→ Information provided:

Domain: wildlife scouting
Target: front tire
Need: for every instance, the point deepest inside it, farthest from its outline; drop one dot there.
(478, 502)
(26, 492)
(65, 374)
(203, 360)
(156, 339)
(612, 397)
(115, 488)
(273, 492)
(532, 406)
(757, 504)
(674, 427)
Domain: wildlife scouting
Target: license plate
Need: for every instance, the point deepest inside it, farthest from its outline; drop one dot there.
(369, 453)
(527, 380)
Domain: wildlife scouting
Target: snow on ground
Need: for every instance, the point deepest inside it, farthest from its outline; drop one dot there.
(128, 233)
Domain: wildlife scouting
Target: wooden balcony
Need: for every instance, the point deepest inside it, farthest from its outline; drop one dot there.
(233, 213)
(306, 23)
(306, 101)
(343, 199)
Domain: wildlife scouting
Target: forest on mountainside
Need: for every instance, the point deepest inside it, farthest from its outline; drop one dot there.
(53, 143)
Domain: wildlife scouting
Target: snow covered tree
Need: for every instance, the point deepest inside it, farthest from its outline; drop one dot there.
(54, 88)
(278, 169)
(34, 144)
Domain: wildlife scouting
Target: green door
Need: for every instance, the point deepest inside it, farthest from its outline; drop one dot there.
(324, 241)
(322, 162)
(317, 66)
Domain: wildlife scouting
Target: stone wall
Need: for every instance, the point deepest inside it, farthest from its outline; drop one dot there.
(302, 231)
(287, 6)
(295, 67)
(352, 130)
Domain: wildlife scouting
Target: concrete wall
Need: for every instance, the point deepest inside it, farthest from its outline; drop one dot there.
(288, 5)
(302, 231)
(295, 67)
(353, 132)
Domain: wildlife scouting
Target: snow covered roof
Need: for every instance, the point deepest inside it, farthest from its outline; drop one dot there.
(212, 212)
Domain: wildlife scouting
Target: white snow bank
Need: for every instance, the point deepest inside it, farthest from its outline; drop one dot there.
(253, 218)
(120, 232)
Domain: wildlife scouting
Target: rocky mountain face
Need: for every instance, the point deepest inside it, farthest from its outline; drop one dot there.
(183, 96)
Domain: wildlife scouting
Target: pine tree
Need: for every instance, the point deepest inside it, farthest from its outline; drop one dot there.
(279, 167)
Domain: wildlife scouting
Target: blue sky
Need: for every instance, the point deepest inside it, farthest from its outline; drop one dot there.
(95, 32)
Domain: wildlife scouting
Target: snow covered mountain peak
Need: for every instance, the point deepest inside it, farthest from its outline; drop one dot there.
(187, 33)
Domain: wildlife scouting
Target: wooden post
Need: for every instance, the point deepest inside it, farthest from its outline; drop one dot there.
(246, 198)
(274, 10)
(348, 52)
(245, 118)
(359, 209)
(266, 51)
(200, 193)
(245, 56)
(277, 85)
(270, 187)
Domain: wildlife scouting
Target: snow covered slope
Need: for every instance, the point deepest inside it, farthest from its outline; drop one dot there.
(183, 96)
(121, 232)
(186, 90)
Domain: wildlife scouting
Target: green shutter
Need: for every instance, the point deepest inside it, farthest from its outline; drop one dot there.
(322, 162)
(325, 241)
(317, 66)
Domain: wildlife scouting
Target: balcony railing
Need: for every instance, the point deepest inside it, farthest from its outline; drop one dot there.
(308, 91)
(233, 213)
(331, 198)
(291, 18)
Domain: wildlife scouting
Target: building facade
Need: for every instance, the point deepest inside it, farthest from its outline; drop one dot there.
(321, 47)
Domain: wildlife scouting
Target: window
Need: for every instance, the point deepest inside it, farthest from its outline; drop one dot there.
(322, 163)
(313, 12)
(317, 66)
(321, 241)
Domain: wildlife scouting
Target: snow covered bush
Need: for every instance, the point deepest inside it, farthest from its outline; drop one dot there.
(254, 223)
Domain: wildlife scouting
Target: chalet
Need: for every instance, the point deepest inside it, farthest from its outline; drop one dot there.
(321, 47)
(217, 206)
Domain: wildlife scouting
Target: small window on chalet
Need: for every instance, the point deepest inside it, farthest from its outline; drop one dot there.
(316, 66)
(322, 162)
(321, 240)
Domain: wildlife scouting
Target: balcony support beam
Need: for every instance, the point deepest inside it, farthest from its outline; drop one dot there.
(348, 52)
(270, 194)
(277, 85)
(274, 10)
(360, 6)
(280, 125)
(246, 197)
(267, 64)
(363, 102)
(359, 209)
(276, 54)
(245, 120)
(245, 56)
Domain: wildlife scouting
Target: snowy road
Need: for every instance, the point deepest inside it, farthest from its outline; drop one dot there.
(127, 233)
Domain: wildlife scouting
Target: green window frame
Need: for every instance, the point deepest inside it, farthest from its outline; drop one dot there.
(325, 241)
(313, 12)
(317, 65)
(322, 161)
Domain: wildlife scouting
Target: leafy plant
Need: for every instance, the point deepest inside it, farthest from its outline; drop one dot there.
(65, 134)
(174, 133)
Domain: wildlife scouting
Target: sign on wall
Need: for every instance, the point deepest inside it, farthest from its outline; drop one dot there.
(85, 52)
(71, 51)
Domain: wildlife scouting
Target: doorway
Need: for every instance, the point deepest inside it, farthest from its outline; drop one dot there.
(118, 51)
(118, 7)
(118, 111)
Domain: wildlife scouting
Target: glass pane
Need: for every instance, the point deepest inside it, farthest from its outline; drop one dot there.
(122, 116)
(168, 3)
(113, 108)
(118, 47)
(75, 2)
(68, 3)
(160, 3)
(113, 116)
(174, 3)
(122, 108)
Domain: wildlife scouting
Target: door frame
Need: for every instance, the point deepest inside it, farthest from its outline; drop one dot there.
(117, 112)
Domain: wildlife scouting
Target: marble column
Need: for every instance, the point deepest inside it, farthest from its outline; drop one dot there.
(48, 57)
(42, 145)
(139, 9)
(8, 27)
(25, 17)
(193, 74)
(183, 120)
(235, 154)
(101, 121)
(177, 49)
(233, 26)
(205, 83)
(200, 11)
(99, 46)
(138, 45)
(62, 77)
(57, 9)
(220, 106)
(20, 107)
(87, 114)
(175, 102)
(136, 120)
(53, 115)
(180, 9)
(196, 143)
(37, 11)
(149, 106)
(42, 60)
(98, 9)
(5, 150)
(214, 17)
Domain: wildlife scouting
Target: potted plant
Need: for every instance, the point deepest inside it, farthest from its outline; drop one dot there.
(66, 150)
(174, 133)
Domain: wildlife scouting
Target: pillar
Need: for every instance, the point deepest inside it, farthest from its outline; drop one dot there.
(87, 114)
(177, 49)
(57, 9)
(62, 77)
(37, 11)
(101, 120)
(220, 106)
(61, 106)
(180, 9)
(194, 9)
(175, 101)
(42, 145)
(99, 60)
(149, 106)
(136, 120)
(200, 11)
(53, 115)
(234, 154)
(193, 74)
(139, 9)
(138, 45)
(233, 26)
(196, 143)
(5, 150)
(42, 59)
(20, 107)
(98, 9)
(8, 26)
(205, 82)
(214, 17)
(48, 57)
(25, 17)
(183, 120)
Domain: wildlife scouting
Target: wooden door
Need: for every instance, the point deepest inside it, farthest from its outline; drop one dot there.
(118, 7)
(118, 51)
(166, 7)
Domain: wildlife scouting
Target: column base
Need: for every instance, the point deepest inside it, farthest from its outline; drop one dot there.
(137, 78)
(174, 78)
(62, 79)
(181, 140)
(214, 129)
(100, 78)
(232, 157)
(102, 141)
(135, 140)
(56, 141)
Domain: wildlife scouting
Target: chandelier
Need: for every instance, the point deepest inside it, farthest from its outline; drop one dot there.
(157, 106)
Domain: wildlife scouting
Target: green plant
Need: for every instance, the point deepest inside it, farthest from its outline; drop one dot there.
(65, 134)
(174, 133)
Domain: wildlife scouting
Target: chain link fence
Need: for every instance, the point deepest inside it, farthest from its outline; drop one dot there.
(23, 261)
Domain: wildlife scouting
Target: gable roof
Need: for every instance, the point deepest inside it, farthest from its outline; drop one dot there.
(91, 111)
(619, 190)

→ The request:
Report every line of the items above that contains the string "window". Copy each matching line in full.

→ Finished answer:
Target: window
Target: small window on chalet
Target: green window frame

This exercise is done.